▶ **Short exercise 1**
Find every line in the records that contains the word "wooden", and copy each of those lines.

▶ **Page**
..............................

[Asterisk-Users] VOIP Spam
Duane
digium at aus-biz.com
Sat Apr 17 19:13:33 MST 2004
Tracy R Reed wrote:
> No, I haven't. And you are right it is highly unlikely. Knowing that
> someone was going to want to get a key signed, putting the bogus info
> where they would find it, tricking someone into calling you and giving
> them a bogus key, etc. is all very difficult. I think we are going to have
> to give up the notion of 100% security and accept the very small chance
> (orders of magnitude smaller than now) of someone being fooled if we ever
> want to get this stuff deployed.
ongoing man in the middle attacks aren't impossible, the FBI's carnivore
system is all over the place and in theory could not only sniff but
inject... Then again there are other methods at the disposal of
governments...
> Since most cpu's out there in the world spend 80% of their time idle doing
> nothing anyway I don't think it would be quite this bad. :)
What about asterisk servers that are already under load, this would
multiply the effect, yes most servers would idle most of the time, but
if you have periods of peak activity this would compound any existing
problems you get from this...
> Ah. I haven't given too much thought about how it interacts with phone
> systems yet. I'll ponder this one.
I believe there is an RFC on PGP use in browsers, I don't know of anyone
actually implementing it however...
> Very cool. I am reading up on this stuff.
We wanted a method of dynamic routing so we didn't have an ever growing
list of extensions and IAX/SIP items not to mention getting away from
single points of failure that if a service is down you're out of luck,
it seemed like enum.164 is the only solution to this problem. We wanted
to do things in such away we could be relatively certain the person we
were calling was who we were expecting and not a telemarketer etc etc
that had hijacked a heap of numbers... As far as I'm aware no other enum
system (even ITU's) currently implements anything that comes close to
what we were after...

..............................

▶ **Short exercise 2**
Answer these questions about the mailing-list post:
(a) Which system does the post say could in theory not only sniff but also inject?
(b) How much of their time do most CPUs spend idle, according to the quoted reply?
(c) What seemed to be the only solution to the dynamic routing problem?

..............................

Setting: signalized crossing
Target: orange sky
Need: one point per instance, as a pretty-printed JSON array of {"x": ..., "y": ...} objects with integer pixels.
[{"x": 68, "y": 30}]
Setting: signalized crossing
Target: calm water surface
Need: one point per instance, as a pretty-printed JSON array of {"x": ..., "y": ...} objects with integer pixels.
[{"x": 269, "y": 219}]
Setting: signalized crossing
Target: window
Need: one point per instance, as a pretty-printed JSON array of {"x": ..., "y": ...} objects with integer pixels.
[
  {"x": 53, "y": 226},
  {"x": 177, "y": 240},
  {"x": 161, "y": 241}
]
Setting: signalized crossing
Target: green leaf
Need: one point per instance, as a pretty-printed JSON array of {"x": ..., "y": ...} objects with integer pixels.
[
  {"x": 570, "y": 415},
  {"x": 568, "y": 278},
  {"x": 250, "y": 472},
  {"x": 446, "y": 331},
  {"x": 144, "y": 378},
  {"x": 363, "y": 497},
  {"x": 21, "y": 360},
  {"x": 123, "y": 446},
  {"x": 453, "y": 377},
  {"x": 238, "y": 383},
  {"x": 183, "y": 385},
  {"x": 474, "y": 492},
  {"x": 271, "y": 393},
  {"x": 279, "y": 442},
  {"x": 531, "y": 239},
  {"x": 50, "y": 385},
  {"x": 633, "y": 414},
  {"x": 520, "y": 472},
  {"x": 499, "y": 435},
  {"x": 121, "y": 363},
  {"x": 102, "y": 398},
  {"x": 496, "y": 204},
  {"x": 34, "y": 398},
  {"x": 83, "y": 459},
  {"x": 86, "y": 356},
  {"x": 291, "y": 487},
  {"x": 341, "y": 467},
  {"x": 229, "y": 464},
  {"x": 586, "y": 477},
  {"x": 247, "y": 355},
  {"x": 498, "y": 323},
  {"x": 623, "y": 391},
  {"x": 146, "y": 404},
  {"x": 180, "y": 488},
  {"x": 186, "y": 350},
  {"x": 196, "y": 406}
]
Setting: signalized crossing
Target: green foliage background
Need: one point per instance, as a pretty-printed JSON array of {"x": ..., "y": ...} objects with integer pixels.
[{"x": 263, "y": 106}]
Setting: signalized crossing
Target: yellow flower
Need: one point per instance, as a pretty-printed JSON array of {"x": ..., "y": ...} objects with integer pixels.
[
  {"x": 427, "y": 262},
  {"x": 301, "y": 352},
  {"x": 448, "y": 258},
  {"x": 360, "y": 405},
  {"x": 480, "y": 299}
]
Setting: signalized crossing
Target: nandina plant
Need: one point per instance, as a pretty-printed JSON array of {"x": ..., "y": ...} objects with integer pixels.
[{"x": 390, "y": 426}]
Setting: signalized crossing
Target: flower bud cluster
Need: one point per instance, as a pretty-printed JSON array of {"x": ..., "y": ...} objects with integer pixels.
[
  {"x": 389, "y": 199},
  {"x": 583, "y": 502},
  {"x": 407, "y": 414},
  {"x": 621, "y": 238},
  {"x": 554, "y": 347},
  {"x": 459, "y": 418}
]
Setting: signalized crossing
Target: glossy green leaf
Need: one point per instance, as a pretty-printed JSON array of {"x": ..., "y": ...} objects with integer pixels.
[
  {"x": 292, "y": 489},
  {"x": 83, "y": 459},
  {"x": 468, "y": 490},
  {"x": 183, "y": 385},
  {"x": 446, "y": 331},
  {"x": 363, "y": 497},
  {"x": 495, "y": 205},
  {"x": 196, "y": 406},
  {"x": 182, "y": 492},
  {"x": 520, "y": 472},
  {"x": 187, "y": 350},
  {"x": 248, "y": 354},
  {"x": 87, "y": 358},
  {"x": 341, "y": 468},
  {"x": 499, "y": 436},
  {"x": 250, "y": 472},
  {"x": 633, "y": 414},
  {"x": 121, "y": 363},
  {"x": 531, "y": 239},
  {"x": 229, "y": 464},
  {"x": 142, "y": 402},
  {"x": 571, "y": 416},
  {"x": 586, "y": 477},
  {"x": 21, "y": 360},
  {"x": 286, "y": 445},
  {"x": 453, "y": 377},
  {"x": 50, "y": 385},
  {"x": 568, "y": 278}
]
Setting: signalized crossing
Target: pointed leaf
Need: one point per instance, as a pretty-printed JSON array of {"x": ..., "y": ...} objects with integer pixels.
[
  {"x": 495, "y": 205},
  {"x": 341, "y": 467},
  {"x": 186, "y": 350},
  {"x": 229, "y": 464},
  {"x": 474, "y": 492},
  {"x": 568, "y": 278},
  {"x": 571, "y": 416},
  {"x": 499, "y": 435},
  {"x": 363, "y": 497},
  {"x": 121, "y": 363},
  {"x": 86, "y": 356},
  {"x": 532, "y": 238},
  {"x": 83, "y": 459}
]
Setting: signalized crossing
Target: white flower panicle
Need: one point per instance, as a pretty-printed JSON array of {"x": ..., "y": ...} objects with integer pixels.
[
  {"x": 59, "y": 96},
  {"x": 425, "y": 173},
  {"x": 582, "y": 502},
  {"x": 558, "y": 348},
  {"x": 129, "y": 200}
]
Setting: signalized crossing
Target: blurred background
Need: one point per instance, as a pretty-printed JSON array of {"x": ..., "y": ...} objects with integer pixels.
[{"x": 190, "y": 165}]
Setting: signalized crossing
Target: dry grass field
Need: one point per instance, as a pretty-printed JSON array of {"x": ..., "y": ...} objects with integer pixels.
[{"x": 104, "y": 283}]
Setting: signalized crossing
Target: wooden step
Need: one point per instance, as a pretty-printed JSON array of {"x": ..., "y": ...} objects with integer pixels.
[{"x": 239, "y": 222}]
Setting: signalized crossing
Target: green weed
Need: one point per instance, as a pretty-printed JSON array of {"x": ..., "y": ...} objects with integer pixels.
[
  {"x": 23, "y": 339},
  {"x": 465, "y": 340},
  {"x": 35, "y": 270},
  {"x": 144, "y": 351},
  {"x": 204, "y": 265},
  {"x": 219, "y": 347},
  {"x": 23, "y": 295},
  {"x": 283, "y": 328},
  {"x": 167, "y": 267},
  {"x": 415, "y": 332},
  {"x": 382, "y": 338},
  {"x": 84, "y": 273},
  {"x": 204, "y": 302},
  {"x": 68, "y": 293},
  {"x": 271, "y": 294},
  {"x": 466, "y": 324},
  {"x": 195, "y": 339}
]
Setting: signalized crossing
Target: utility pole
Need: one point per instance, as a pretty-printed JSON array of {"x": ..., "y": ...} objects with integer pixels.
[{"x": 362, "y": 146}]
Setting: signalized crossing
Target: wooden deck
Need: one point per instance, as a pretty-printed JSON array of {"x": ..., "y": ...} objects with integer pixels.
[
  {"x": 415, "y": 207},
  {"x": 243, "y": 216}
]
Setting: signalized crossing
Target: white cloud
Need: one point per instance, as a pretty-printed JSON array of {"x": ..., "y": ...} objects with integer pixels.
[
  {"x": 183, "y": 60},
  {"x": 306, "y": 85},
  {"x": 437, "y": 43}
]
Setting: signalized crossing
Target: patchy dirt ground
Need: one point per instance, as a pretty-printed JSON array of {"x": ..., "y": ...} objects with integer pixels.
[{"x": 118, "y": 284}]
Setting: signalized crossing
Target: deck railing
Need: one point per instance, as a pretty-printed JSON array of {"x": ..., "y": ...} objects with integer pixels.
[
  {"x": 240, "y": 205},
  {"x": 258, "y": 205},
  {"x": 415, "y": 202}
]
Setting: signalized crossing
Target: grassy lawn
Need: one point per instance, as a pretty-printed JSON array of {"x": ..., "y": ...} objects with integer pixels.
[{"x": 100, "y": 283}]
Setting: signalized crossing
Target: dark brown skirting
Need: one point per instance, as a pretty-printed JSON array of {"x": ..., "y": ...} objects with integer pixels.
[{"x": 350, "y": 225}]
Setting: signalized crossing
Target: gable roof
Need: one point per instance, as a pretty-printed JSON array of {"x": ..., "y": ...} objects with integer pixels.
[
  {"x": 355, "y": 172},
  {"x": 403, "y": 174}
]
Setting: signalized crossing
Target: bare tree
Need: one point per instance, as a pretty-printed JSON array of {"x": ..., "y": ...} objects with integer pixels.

..............................

▶ **Task output 1**
Target: wooden step
Target: wooden deck

▶ **Task output 2**
(a) The FBI's carnivore system.
(b) 80% of their time.
(c) enum.164.